╔══

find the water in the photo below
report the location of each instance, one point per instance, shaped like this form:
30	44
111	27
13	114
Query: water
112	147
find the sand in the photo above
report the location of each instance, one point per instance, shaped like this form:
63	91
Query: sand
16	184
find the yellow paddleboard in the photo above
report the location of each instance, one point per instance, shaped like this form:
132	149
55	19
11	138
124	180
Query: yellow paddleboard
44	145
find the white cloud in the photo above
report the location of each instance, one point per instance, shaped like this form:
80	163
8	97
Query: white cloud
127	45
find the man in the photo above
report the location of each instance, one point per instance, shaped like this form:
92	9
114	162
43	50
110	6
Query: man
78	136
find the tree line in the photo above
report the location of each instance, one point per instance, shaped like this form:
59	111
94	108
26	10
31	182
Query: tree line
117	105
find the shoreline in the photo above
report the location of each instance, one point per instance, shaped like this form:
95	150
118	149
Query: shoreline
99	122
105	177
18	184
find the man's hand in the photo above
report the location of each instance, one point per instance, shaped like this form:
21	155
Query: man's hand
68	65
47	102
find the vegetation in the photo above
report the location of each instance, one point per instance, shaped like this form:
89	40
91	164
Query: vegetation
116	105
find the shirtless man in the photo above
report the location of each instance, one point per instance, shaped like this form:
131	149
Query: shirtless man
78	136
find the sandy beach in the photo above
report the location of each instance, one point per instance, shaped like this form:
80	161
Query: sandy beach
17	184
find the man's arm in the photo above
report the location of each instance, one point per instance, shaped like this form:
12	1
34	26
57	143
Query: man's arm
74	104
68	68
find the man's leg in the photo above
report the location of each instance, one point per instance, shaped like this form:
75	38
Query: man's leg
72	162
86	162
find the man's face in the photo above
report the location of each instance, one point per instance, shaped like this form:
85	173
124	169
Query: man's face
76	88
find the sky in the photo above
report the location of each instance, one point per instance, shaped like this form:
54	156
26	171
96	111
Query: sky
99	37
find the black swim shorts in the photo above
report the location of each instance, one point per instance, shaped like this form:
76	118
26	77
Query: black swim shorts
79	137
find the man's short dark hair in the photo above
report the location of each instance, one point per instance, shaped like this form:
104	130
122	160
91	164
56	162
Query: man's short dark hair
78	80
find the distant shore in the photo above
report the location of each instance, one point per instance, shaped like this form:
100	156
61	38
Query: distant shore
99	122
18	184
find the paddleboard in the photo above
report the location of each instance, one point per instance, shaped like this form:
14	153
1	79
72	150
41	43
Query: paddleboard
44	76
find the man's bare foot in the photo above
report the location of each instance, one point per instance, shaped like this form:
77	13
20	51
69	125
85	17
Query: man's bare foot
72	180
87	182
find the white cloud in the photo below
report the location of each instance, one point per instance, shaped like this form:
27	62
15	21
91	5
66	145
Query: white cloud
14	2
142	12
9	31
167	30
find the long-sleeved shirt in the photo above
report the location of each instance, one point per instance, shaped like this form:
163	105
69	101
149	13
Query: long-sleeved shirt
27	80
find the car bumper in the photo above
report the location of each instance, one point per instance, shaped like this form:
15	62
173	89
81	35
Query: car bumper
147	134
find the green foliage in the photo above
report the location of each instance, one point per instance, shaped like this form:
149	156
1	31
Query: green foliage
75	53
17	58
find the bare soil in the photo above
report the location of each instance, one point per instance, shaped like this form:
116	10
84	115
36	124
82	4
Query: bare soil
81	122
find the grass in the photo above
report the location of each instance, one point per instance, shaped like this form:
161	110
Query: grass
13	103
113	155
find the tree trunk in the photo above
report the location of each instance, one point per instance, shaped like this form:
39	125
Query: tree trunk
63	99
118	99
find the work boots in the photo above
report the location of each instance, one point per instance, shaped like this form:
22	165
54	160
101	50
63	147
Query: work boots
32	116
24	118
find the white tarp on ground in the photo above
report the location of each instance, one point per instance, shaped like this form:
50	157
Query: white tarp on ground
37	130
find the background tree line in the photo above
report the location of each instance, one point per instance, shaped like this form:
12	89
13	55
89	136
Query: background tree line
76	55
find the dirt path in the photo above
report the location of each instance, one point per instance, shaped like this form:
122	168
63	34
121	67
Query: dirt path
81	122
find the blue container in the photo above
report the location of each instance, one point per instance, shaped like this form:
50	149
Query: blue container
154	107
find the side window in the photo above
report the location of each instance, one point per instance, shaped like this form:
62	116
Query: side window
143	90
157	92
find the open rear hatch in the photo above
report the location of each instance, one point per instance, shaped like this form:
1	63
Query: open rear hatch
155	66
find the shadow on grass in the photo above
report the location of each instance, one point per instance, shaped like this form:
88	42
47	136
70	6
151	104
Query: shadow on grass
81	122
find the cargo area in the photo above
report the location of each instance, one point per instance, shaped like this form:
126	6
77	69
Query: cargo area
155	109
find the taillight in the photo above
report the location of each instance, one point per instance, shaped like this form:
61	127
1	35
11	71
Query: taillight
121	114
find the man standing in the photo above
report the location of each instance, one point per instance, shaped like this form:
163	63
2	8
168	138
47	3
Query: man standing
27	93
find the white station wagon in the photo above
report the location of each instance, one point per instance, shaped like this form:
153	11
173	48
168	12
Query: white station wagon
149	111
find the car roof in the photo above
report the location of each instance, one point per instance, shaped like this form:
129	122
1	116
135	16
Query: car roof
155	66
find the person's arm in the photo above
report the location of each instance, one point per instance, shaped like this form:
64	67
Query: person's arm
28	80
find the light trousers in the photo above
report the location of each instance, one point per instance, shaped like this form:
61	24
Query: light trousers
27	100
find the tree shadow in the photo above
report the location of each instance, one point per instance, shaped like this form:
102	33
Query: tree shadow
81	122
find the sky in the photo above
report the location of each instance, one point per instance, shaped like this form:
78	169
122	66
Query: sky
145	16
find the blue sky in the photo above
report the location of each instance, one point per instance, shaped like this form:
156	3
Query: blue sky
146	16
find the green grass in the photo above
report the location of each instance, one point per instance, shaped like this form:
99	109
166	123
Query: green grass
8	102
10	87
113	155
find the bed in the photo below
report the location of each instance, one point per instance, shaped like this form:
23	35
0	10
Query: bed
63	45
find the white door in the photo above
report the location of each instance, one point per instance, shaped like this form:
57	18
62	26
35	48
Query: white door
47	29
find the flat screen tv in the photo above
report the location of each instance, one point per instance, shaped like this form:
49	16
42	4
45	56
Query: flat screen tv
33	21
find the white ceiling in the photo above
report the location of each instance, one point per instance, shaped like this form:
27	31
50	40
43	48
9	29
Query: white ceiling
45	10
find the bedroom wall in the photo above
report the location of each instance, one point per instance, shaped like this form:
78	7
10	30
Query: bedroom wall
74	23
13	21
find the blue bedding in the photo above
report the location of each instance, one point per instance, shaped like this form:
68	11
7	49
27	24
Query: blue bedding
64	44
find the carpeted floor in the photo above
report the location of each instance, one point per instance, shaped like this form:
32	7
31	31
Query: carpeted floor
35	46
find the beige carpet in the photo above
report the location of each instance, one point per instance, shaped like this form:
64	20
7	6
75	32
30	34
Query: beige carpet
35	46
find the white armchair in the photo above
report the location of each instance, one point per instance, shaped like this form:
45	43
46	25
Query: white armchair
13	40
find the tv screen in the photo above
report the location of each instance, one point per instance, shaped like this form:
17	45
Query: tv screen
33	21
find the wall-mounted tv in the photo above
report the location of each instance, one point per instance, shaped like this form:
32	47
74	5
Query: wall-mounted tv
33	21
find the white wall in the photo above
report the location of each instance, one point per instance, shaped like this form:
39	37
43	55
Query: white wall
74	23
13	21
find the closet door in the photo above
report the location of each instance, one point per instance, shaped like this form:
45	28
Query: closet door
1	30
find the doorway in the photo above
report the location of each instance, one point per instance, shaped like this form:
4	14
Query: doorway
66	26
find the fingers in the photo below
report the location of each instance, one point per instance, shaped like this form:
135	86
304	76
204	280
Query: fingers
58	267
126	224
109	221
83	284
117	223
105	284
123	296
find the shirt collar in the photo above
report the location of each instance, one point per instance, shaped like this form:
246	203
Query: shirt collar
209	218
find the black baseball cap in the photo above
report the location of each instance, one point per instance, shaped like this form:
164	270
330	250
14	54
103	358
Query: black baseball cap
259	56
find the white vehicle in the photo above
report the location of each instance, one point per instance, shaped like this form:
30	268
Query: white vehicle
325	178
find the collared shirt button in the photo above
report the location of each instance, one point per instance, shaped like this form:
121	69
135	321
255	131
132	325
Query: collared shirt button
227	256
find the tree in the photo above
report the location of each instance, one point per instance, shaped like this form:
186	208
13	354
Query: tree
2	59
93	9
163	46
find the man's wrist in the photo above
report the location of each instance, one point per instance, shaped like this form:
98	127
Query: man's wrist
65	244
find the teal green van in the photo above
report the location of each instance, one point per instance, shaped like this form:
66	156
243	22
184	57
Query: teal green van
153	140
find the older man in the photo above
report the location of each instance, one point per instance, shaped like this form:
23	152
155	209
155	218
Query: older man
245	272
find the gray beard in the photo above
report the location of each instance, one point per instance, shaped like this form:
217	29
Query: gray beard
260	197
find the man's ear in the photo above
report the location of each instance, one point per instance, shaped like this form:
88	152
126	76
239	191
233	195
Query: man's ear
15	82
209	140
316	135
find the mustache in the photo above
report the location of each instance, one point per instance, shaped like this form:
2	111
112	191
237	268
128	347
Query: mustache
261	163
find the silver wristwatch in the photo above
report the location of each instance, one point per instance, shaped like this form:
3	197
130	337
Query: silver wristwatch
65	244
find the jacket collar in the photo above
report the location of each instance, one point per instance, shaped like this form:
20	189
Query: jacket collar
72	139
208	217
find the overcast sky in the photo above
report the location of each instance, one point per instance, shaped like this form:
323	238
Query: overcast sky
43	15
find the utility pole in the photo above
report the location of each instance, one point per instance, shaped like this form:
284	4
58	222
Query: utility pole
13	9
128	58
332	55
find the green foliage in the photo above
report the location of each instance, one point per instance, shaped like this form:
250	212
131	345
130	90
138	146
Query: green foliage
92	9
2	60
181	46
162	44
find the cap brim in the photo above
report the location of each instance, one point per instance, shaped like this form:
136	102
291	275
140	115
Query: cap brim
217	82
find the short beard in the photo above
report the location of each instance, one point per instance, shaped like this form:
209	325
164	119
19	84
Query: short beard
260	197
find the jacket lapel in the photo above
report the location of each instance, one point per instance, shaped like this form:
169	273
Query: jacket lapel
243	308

╚══

**Instruction:**
Your task is to return, exactly and on their own, the lines from the one containing "find the silver wristwatch in the photo above" through the last line of the listing.

**Result of the exercise:**
find the silver wristwatch in the photo above
report the location of each instance, one point per instance, shaped like this form:
3	197
130	337
Query: silver wristwatch
65	244
find the jacket collar in the photo above
report the location of each instance, one point per instance, shaped like this form:
20	189
Query: jacket collar
72	139
208	217
find the overcast sky in the photo above
report the location of each instance, one point per instance, shaped like this form:
323	238
Query: overcast sky
43	15
find the utility pole in the photo above
report the location of each instance, one point per instance, shaped like this form:
284	4
58	222
Query: utility pole
13	9
128	58
332	55
find the green foliage in the photo above
report the location of each instance, one point per instance, shaped like this form:
250	212
131	345
130	90
138	146
Query: green foliage
92	9
2	60
181	46
162	44
find the cap brim in the photo above
report the location of each instance, one point per instance, shaped like this form:
136	102
291	275
140	115
Query: cap brim
217	82
find the short beard in the photo above
report the location of each instance, one point per instance, shaped like this form:
209	325
164	119
19	84
Query: short beard
260	197
find the jacket lapel in the photo above
report the location of each instance, one point per instance, shaped like this form:
169	273
Query: jacket lapel
243	308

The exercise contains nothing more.